*Extracted data entries*

===============

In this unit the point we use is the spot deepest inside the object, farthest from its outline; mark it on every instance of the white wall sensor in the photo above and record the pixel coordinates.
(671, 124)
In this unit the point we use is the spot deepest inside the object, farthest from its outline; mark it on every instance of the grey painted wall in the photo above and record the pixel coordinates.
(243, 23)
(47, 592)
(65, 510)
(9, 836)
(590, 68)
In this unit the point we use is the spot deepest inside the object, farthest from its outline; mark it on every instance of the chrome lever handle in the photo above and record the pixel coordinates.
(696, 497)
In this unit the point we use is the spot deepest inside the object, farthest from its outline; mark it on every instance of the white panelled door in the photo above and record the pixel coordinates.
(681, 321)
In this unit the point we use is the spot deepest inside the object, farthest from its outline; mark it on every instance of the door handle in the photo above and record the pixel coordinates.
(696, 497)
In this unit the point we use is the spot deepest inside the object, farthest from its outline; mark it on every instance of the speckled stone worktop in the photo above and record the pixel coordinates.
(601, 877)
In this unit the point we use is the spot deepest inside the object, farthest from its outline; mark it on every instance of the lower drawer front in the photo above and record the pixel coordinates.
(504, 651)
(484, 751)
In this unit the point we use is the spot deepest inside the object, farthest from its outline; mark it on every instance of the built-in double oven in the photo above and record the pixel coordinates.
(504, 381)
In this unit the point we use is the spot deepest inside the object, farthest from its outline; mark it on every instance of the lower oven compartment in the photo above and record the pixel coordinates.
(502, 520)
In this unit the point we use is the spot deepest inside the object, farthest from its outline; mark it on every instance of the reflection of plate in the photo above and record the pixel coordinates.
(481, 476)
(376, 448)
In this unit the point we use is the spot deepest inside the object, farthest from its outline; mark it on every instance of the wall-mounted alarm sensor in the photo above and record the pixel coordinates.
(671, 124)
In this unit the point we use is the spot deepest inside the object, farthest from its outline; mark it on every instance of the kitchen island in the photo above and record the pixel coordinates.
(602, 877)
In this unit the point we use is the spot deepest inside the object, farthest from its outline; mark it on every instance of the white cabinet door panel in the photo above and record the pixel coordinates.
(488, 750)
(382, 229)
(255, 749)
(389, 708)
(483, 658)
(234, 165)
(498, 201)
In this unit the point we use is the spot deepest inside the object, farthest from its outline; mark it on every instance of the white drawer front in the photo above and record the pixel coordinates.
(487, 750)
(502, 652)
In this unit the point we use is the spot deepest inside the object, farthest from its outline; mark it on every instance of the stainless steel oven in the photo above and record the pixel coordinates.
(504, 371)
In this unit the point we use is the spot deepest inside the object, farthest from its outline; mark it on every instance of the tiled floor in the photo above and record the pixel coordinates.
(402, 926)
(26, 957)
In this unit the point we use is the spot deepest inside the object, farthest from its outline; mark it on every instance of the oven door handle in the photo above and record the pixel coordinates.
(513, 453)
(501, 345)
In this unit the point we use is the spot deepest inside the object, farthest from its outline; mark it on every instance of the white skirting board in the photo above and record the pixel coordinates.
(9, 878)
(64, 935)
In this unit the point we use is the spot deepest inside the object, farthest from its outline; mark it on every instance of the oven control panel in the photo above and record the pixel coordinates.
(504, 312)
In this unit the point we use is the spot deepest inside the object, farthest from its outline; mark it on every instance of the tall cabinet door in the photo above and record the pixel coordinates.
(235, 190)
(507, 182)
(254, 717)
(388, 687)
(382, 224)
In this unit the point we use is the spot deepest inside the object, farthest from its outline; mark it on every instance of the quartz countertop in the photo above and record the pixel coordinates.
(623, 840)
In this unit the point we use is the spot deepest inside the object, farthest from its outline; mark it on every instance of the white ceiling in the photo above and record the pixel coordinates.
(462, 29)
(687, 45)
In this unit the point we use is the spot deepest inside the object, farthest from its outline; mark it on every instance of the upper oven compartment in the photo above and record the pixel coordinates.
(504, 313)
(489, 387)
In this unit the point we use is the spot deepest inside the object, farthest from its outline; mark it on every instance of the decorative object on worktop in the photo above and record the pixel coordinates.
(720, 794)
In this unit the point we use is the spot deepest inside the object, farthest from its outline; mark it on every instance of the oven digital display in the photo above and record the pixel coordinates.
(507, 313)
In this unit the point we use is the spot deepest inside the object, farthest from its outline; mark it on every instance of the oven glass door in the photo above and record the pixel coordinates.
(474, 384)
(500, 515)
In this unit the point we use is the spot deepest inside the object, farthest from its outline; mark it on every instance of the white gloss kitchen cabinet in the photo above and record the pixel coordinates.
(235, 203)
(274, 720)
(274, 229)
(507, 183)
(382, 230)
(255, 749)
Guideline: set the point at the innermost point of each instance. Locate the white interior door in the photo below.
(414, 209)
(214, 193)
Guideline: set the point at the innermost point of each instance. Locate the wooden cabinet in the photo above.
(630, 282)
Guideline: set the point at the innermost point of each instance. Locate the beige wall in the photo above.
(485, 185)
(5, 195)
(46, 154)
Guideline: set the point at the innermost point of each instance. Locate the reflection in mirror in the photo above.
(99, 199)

===============

*Required work*
Extract all of the material exactly as it is written.

*Expected output*
In this unit the point we use is the spot deepest inside the object, farthest from its outline; mark it on every instance of the white wall sensor in the photo above and record the pixel coordinates.
(671, 124)
In this unit the point we use is the spot deepest inside the object, farthest from its outline; mark it on every instance of the grey painted wall in the photo above and record the pixel coordinates.
(243, 23)
(47, 592)
(65, 510)
(9, 836)
(590, 68)
In this unit the point we use is the spot deepest inside the object, farthest from its outline; mark it on every instance of the chrome lever handle in the photo above and record the pixel coordinates.
(696, 497)
In this unit the point we use is the spot deepest inside the object, farthest from its outline; mark it on every instance of the white panelled door in the photo above and record the pixel coordinates.
(681, 321)
In this unit the point we use is the spot deepest inside the object, farthest from its outline; mark it on every instance of the door handle in the photo above and record the pixel coordinates.
(696, 497)
In this unit the point we use is the spot deepest inside the object, farthest from its outline; mark it on every instance of the speckled stone worktop in the photo above and record the pixel coordinates.
(601, 877)
In this unit the point we use is the spot deepest inside the object, farthest from its outline; mark it on every instance of the lower drawer front in the photo above and record the pixel coordinates.
(504, 651)
(484, 751)
In this unit the point we use is the spot deepest inside the object, farthest from its outline; mark it on every instance of the built-in double oven in the photo above and record the pixel coordinates.
(504, 381)
In this unit the point we use is the spot deepest inside the object, farthest from its outline; mark it on every instance of the lower oven compartment in the photo above and record the pixel coordinates.
(502, 520)
In this unit the point we use is the spot deepest inside the object, farthest from its outline; mark it on every instance of the reflection of plate in the photo above and record the pixel coordinates.
(481, 476)
(376, 448)
In this unit the point we use is the spot deepest inside the object, farthest from its outline; mark it on every instance of the wall-mounted alarm sensor in the photo above and record the pixel coordinates.
(671, 124)
In this unit the point we use is the spot deepest inside the object, farthest from its outline; mark it on every instance of the kitchen island in the photo above and record the pixel coordinates.
(602, 877)
In this unit the point we use is the spot deepest inside the object, farthest from its outline; mark it on every instance of the white cabinet door panel in the photo above and record the pixel coordinates.
(488, 750)
(382, 229)
(255, 749)
(389, 708)
(483, 658)
(234, 165)
(498, 201)
In this unit the point we use is the spot deepest inside the object, farthest from its outline; mark it on every instance of the white drawer front in the photo above and record the pixel coordinates.
(487, 750)
(502, 652)
In this unit the point we use is the spot deepest inside the object, farthest from its outline; mark it on every instance of the stainless steel oven in the photo above and record the pixel coordinates.
(504, 371)
In this unit the point we use is the spot deepest inside the object, farthest from its outline; mark it on every instance of the tiled floor in the photo above and record the pixel coordinates.
(402, 926)
(26, 957)
In this unit the point we use is the spot deepest inside the object, farthest from its outline; mark it on every instance of the oven door handle in the photo above and record the pixel coordinates.
(513, 453)
(501, 345)
In this unit the point we use is the spot deepest inside the object, farthest from its outline; mark it on every instance of the white skirting board in the photo above and record the pixel coordinates.
(9, 878)
(64, 935)
In this unit the point we use is the spot deepest inside the object, farthest from its outline; mark it on every instance of the oven control panel in the photo above and record the pixel coordinates.
(504, 312)
In this unit the point we use is the spot deepest inside the object, farthest from its outline; mark it on every instance of the tall cabinet door in the photo above and record the pixel coordinates.
(235, 190)
(507, 182)
(254, 717)
(388, 687)
(382, 224)
In this unit the point we use is the spot deepest inside the object, farthest from its outline; mark it on every instance of the quartz countertop in the photo above and record the pixel coordinates.
(623, 840)
In this unit the point we use is the spot deepest inside the object, farthest from its outline; mark it on every instance of the white ceiling in the photo above and record the pixel coordinates.
(462, 29)
(687, 45)
In this unit the point we use is the spot deepest inside the object, farthest from its outline; mark it on every instance of the upper oven compartment in the photo above and record the pixel coordinates.
(504, 313)
(489, 387)
In this unit the point we use is the spot deepest inside the object, farthest from its outline; mark it on every instance of the decorative object on worktop in the photo above and record the pixel coordinates.
(720, 794)
In this unit the point we use is the spot deepest inside the object, farthest from its outline; mark it on every instance of the oven digital display in the photo above and record the pixel coordinates.
(507, 313)
In this unit the point we use is the spot deepest inside the object, farthest from its outline; mark it on every instance of the oven glass door in the photo above and record the pixel coordinates.
(474, 384)
(500, 515)
In this unit the point we use is the spot deepest inside the object, farthest from its outline; mark it on every instance of the white gloss kitchen cabinet in the photo above and record the pixel coordinates.
(235, 203)
(274, 720)
(274, 229)
(507, 183)
(382, 230)
(255, 749)
Guideline: set the point at the innermost point of each instance. Locate the white interior door in the photo below.
(414, 209)
(214, 193)
Guideline: set the point at the innermost point of each instance. Locate the wooden cabinet in the photo above.
(630, 282)
Guideline: set the point at the innermost point of each instance. Locate the beige wall in the photo above.
(485, 185)
(5, 195)
(46, 154)
Guideline: set the point at the innermost point of each instance. Locate the reflection in mirror in the photo above.
(99, 199)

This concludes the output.